Saved entries
────────

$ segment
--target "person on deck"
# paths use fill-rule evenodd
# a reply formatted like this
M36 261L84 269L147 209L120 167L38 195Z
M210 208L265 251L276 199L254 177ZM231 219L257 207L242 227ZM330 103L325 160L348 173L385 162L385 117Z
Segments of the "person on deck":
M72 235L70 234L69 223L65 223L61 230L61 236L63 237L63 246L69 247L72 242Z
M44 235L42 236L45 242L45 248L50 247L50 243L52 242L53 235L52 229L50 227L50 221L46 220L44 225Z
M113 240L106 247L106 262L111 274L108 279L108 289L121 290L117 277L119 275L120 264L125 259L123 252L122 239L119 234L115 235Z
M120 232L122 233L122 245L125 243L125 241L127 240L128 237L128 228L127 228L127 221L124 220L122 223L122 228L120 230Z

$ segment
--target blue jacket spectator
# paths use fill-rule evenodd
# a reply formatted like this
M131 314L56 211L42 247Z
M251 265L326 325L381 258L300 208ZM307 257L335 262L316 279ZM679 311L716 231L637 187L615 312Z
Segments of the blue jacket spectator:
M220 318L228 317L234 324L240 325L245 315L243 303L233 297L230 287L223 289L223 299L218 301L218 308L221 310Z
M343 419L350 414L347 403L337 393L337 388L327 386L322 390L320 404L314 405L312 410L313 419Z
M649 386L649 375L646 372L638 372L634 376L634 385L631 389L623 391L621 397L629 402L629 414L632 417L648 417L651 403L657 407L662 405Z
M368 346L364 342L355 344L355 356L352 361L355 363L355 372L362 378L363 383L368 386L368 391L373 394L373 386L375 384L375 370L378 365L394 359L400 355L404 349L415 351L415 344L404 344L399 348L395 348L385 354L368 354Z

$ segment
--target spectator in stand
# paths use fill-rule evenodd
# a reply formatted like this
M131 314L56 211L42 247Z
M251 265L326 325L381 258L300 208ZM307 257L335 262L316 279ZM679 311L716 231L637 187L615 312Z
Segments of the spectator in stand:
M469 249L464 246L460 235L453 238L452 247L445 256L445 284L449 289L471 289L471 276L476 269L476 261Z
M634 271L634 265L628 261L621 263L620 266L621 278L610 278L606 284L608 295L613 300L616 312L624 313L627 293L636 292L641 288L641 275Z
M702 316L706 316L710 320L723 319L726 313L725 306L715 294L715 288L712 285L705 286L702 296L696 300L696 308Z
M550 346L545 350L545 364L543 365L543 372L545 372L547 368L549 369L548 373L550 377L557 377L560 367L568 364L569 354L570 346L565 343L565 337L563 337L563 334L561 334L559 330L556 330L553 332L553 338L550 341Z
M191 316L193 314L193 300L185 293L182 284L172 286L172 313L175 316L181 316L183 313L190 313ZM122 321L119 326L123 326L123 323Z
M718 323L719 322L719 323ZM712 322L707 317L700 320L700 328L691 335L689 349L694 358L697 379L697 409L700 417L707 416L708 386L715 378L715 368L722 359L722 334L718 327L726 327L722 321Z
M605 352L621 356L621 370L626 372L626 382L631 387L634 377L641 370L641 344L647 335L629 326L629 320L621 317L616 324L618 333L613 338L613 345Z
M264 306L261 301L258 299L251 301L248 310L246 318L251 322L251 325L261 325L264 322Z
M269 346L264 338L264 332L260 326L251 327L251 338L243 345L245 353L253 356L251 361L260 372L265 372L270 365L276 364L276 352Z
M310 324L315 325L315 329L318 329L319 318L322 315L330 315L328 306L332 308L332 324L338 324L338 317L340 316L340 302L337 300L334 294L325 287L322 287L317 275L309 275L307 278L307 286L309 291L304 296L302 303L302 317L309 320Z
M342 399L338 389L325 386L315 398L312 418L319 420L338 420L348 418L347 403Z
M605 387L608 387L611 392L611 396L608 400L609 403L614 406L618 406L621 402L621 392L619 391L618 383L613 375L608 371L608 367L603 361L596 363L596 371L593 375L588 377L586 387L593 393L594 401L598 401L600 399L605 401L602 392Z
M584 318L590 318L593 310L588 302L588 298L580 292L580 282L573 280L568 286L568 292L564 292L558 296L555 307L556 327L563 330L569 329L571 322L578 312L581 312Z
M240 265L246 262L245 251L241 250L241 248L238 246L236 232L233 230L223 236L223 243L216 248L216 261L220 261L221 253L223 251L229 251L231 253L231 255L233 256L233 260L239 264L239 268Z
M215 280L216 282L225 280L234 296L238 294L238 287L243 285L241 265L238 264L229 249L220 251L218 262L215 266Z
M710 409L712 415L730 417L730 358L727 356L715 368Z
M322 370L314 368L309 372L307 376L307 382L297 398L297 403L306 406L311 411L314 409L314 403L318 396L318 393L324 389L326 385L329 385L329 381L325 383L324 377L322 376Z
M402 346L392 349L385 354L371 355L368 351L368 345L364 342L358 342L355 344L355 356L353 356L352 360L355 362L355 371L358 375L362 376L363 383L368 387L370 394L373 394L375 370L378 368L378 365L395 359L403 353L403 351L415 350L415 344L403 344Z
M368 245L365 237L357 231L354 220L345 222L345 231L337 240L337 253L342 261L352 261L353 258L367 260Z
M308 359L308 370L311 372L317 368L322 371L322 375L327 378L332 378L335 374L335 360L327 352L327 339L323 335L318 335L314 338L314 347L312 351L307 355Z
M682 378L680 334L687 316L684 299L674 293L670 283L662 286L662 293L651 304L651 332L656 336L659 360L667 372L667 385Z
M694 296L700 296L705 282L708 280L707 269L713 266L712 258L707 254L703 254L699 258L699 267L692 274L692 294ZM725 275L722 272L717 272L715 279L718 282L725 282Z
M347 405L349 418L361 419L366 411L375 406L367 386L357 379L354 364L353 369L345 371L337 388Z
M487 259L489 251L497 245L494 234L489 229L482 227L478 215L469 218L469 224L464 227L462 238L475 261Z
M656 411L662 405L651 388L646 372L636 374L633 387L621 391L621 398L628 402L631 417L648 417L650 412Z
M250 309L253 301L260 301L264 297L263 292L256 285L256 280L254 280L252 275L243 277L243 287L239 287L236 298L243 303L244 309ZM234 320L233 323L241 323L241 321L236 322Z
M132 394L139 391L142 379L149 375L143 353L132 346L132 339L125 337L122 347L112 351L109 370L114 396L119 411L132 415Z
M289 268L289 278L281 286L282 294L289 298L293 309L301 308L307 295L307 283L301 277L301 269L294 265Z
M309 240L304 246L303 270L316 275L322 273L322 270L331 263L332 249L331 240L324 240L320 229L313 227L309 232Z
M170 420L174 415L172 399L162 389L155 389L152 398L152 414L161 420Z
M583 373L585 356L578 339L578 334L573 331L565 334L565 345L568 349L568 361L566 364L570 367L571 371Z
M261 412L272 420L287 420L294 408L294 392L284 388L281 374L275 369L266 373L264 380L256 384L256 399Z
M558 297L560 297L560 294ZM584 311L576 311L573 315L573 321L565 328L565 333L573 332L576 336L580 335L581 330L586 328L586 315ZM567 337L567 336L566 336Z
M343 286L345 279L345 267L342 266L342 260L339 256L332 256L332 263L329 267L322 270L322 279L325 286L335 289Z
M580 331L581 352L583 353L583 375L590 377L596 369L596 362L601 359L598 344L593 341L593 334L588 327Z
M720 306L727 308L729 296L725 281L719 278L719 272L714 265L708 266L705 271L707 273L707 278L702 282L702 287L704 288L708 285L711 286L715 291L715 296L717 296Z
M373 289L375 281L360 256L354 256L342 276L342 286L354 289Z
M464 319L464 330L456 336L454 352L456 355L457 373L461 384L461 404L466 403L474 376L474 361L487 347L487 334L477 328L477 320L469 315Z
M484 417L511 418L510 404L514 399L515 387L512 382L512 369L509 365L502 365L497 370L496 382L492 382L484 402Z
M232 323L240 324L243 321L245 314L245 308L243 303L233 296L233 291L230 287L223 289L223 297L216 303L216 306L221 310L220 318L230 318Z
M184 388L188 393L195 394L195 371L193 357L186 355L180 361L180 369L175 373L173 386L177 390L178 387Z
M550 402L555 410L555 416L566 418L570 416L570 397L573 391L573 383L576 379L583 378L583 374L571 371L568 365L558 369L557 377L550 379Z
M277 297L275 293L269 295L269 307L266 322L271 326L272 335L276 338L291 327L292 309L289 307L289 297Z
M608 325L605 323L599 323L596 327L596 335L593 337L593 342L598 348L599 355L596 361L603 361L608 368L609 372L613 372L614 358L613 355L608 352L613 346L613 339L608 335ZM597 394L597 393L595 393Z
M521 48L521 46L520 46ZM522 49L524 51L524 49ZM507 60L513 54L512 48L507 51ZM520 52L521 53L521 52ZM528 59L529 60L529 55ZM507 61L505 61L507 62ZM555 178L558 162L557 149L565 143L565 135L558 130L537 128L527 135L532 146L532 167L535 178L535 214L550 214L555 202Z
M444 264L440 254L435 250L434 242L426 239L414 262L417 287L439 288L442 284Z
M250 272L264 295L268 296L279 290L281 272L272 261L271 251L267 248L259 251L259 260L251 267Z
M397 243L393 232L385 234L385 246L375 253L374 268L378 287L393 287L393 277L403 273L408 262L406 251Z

────────

▶ [Required action]:
Above are some records. Count the lines among them with the word "blue", and answer with the number only.

▶ [Response area]:
2